Dataset excerpts>
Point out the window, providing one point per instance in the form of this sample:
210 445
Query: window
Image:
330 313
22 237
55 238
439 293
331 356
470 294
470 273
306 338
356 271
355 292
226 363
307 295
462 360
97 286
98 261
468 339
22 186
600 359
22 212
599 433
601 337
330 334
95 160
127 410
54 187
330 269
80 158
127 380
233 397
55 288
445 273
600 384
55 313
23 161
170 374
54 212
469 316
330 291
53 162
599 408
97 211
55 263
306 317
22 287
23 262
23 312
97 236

What needs to be done> Whenever the word "window" appears in a line of the data above, that line counts. Say how many lines count, and nothing more.

Written answer> 2